Dataset excerpt:
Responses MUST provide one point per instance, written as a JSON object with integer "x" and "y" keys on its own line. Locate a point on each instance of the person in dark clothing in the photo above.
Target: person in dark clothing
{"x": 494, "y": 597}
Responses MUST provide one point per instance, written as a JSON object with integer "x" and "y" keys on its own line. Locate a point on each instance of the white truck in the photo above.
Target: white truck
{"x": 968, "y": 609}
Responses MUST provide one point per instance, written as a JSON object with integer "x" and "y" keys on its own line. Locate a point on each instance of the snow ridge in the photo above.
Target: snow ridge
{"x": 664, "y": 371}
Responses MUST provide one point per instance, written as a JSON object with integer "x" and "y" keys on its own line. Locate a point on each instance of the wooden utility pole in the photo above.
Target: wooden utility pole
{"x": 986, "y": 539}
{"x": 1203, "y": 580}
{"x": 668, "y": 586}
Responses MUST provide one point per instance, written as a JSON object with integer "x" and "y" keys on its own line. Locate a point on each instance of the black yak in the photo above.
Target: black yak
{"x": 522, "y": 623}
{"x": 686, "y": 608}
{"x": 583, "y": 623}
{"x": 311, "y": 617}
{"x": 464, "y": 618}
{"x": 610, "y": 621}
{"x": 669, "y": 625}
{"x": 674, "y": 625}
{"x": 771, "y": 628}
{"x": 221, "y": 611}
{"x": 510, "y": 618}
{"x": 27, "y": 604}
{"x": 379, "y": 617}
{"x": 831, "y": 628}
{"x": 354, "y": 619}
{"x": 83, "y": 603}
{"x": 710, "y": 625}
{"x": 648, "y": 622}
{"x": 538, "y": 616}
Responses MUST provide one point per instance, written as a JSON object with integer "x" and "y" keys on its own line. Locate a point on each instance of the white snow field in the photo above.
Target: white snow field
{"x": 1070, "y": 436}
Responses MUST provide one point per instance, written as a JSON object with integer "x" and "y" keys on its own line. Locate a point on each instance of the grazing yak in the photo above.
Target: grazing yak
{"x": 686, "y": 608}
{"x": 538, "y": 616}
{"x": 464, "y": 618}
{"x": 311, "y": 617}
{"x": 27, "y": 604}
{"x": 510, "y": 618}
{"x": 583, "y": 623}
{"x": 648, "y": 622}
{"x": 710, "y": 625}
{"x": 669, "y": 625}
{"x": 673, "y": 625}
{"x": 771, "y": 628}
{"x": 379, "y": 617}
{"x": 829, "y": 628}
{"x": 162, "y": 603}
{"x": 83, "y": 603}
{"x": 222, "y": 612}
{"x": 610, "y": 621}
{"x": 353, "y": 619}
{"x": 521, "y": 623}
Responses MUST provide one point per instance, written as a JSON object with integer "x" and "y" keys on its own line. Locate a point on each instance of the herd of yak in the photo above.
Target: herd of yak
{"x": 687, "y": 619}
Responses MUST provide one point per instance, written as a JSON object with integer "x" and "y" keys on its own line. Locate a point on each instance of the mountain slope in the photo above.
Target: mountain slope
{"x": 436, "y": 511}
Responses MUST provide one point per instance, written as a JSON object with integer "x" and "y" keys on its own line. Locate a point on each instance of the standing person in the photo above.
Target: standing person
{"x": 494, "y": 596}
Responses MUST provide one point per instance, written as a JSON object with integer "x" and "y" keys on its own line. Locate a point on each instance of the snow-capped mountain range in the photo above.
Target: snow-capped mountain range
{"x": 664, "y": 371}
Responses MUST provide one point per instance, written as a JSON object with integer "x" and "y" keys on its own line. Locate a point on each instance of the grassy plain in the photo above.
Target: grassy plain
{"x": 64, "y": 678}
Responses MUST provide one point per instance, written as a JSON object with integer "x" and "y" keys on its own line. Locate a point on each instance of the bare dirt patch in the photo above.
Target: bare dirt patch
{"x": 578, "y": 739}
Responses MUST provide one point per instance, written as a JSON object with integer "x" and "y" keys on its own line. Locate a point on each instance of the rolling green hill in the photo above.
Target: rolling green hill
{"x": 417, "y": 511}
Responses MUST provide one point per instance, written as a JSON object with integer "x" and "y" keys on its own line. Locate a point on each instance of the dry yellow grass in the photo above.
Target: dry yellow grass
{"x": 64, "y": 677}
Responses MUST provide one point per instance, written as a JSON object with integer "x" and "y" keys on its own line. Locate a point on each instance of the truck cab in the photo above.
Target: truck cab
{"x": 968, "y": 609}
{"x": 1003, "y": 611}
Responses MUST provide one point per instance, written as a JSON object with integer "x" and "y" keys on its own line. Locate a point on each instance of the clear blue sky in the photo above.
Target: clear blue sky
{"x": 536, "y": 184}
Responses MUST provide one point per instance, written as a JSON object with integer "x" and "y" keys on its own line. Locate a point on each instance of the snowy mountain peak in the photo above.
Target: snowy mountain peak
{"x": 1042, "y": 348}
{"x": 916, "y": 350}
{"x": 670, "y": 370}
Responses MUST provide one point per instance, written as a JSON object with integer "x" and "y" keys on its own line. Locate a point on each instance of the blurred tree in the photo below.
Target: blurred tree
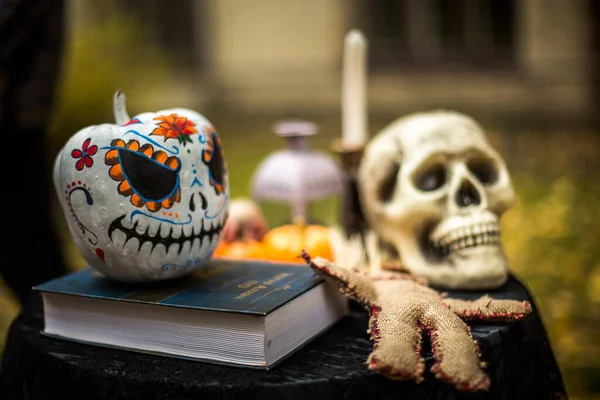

▸ EXERCISE REQUIREMENTS
Update the data above by replacing every instance of "Locate a point" with "Place a point" and leaving all other text unchanged. Omit the pictures from your answer.

▸ TASK RESPONSE
Responses MUST provide one point per instance, written as a JSON object with integer "x" and "y" keys on its own line. Place a point on each instance of the person in dark clothing in the photo above.
Target: person in dark clothing
{"x": 494, "y": 597}
Responses MUST provide one point per instance, written as a JSON object with integer "x" and "y" keys on its own line. Place a point on each instance of the white truck in the photo above.
Target: white truck
{"x": 968, "y": 609}
Responses MUST provide one point per instance, written as a JSON object with integer "x" and "y" keys on its own line. Place a point on each instance of the snow ridge in the photo above.
Target: snow ridge
{"x": 664, "y": 371}
Responses MUST provide one point per instance, written as a JSON object with integer "x" and "y" keys on its own line. Place a point on each instance of the wooden utility pole in the photo above.
Target: wooden utility pole
{"x": 986, "y": 539}
{"x": 1203, "y": 580}
{"x": 668, "y": 586}
Responses MUST provide one point per instance, written as a JSON object with integer "x" and "y" keys on its own line. Place a point on each instance of the black yak in the photo above.
Target: black yak
{"x": 522, "y": 623}
{"x": 686, "y": 608}
{"x": 583, "y": 623}
{"x": 311, "y": 617}
{"x": 464, "y": 618}
{"x": 610, "y": 621}
{"x": 669, "y": 625}
{"x": 674, "y": 625}
{"x": 771, "y": 628}
{"x": 221, "y": 611}
{"x": 510, "y": 618}
{"x": 27, "y": 604}
{"x": 379, "y": 617}
{"x": 831, "y": 628}
{"x": 354, "y": 619}
{"x": 83, "y": 603}
{"x": 710, "y": 625}
{"x": 648, "y": 622}
{"x": 538, "y": 616}
Responses MUST provide one point per instance, written as a JSON object with integer "x" and "y" keys on its own line. Place a point on each instance of the white snow field in the photo above.
Target: white snow field
{"x": 1070, "y": 436}
Responses MUST provide one point per instance, written as a JSON object with integer "x" and "y" keys on its own line. Place a point on each instance of the grazing yak in the photo above.
Target: grazing yak
{"x": 686, "y": 608}
{"x": 538, "y": 616}
{"x": 464, "y": 618}
{"x": 311, "y": 617}
{"x": 27, "y": 604}
{"x": 510, "y": 618}
{"x": 583, "y": 623}
{"x": 648, "y": 622}
{"x": 710, "y": 625}
{"x": 669, "y": 625}
{"x": 673, "y": 625}
{"x": 771, "y": 628}
{"x": 379, "y": 617}
{"x": 829, "y": 628}
{"x": 162, "y": 603}
{"x": 83, "y": 603}
{"x": 222, "y": 612}
{"x": 610, "y": 621}
{"x": 353, "y": 619}
{"x": 521, "y": 623}
Responses MUST provide one point per instance, written as a JSON object with integer "x" and "y" keys on its own line. Place a point on each instance of the herd of yak in the photo above.
Target: herd of yak
{"x": 687, "y": 619}
Responses MUST provide one point per instance, written as a JSON object with integer "x" and "y" keys on its own line. Place a point on each instance of the mountain slope in the photo above.
Target: mountain slope
{"x": 436, "y": 511}
Responses MUST provide one point per instance, written as a JSON object with integer "x" and "y" keys on its own line. Place a point on each instance of the standing person in the photo above.
Target: standing person
{"x": 494, "y": 596}
Responses MUST provide one point per instance, written as a JSON object with integer "x" and "y" keys on its own line. Place a point on each instance of the snow-capped mountain range in the photo above.
Target: snow-capped mountain range
{"x": 664, "y": 371}
Responses MUST provide one point per instance, written as a JSON object with integer "x" and "y" keys on its own line. Place a point on each instance of the grassy plain in the photo above.
Target: grassy plain
{"x": 64, "y": 678}
Responses MUST provide one point per instance, written as a JSON object with integer "x" and "y" keys on its own line. Place a point on each instance of the bare dirt patch in the photo above.
Target: bare dirt patch
{"x": 578, "y": 739}
Responses MUST provide one point per instance, written as a JSON object with integer "x" and "y" keys on its own line. Place a point on each instance of the rolling green hill in the photo above.
Target: rolling green hill
{"x": 417, "y": 511}
Responses MUST provide one point per instance, written as a JSON object with integer "x" and "y" keys on its own line. Place a point on each instance of the dry yellow grass in the photo above.
Target: dry yellow grass
{"x": 64, "y": 677}
Responses MUST provide one point per instance, written as a JSON object with integer "x" and "y" keys on its own line. Place a point on each instance of the truck cab in the photo above.
Target: truck cab
{"x": 968, "y": 609}
{"x": 1003, "y": 611}
Responses MUST provide one point per instance, written as a JSON object with integer "x" and "y" keys on its own line. Place a point on each instance of the clear blue sky in the photo above.
Target: clear blue sky
{"x": 536, "y": 184}
Responses MUST provide one point per instance, written as a JSON object with integer "x" and "y" keys on its own line. Place a point on each instance of the snowy mountain peak in the photo above.
Target: snowy mountain peak
{"x": 1042, "y": 348}
{"x": 916, "y": 350}
{"x": 670, "y": 370}
Responses MUST provide one point per instance, written as a JSON object with integer "x" and "y" keys on its own line. Place a point on each instance of the blurred tree in the photo below.
Target: blurred tree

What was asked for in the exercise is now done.